§ **Selected extract**
/---

Miles Klee Verbally Spars With Literary Rival Adam Wilson

Miles Klee is a little-known novelist. Recently, he decided his best career move would be to start a feud with another writer. This is his ongoing attempt to find (and destroy) the perfect rival.

If there’s one thing the publishing industry needs more of, it’s boring white dudes—so Klee reached out to Adam Wilson, an author much like himself, except for the fact that The Strand will actually admit to carrying his work. Two years after his debut novel, Flatscreen, was greeted with a resounding “whatever,” he has returned to inflict his short fiction on us with a new collection, What’s Important Is Feeling. The title must refer to his single identifiable emotion: spite.

KLEE

Adam Wilson, right off the bat I should admit I snubbed you on the first opportunity we had to really meet. This was at the AWP conference in Boston last year: some friends and I walked out of a blizzard into a bar and spotted you sitting, I believe, with Justin Taylor and Matt Bell, both of whom I already knew—so it was probably even odder that I hesitated a moment at your booth, long enough for all of us to look each other in the eyes and anticipate some standard fumbling attempt at human interaction, only to then keep walking as if I had merely paused to collect my thoughts. I trust you remember this moment as vividly as I do, and dwell in its penumbra of disappointment always?

\---

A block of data
/---

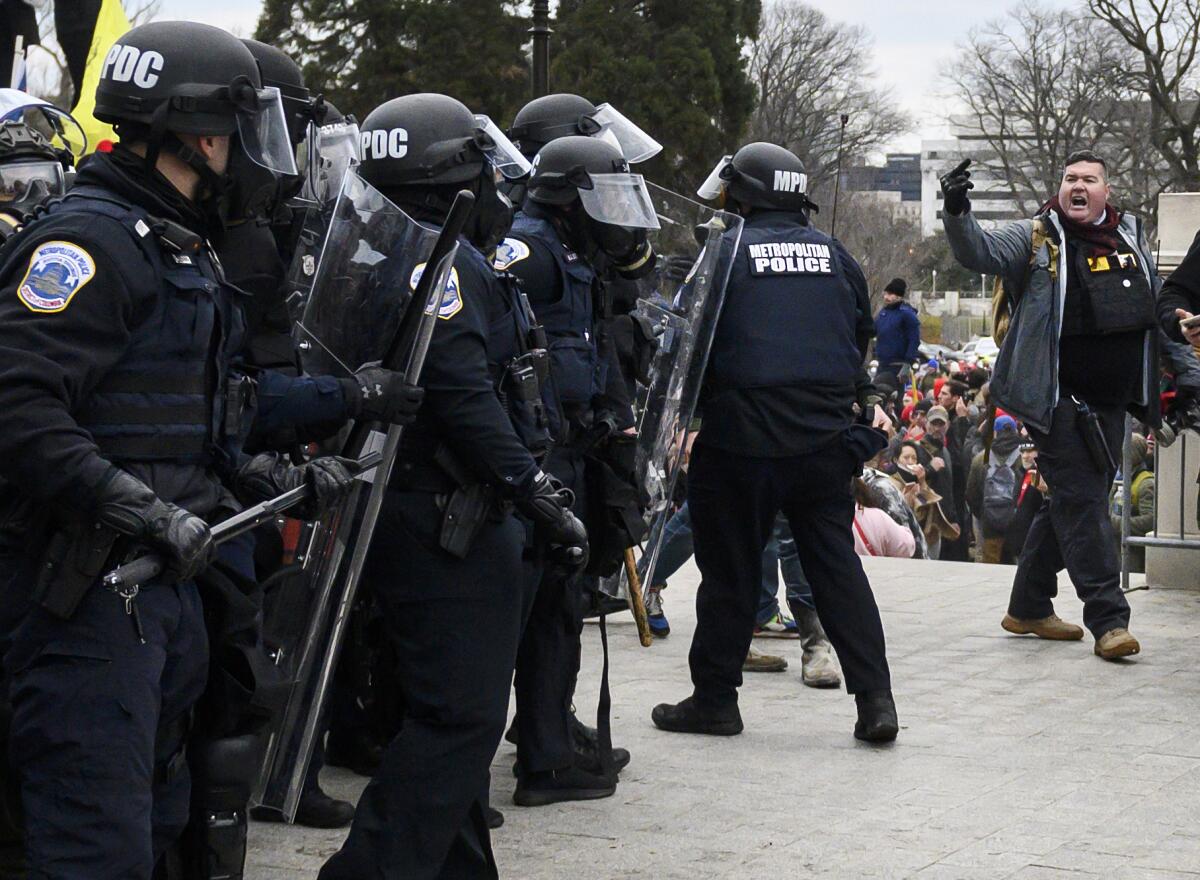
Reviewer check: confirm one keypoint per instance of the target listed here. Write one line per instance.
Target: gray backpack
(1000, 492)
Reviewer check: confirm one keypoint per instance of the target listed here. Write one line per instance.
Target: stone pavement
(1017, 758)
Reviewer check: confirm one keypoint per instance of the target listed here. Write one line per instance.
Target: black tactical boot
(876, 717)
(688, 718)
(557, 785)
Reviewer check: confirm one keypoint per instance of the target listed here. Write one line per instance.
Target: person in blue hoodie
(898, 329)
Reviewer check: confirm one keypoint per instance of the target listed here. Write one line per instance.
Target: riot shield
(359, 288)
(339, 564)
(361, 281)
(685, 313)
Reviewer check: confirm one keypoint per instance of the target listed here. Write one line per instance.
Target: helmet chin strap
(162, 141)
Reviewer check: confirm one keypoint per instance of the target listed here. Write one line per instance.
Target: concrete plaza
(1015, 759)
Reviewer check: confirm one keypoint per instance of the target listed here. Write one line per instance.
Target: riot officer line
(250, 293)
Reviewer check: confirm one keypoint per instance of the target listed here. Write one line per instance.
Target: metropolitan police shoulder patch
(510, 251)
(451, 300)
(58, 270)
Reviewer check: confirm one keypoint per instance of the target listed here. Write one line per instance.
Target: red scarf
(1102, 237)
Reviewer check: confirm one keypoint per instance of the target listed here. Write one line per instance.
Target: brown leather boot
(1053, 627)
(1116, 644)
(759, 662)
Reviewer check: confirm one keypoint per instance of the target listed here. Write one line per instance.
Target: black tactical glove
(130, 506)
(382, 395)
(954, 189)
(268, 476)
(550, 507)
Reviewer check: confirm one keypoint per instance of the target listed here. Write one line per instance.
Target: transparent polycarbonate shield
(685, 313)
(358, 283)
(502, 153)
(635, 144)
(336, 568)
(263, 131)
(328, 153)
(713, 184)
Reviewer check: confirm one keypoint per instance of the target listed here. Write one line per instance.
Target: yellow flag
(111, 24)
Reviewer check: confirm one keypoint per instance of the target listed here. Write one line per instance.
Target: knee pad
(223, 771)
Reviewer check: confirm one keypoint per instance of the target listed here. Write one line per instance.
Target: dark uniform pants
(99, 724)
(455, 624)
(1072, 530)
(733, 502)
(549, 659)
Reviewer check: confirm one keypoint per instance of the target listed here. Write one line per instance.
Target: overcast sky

\---

§ **Tasks to complete**
**A)** List every person named in the literary-rivalry piece above.
**B)** Carry on the literary-rivalry piece from its last sentence.

§ **Answers by task**
**A)** Miles Klee, Adam Wilson, Justin Taylor, Matt Bell

**B)**
 WILSON

Huh, I don’t remember this at all. Probably because 1) you’re not famous enough to be recognizable, nor face-tattooed, nor super buff, nor devastatingly handsome, nor a very attractive woman, nor, um, a non-white dude (of which there tends to be a lack at AWP.) So really, I think I snubbed you. Sorry.

KLEE

Apologetic already? This is too easy. Follow-up question: now that we’ve breached the writerly taboo of engaging in direct communication, how much do you think I’ll regret knowing you?

WILSON

Depends on how well you plan to get to know me, and how high your tolerance is for Boston sports fans. If your answers are “very well” and “not at all” then you’re in for a rough ride. If, on the other hand, you don’t mind Red Sox fans, and you’re a fan of whiskey, beer, and the website RapGenius, then we’ll probably get along just fine.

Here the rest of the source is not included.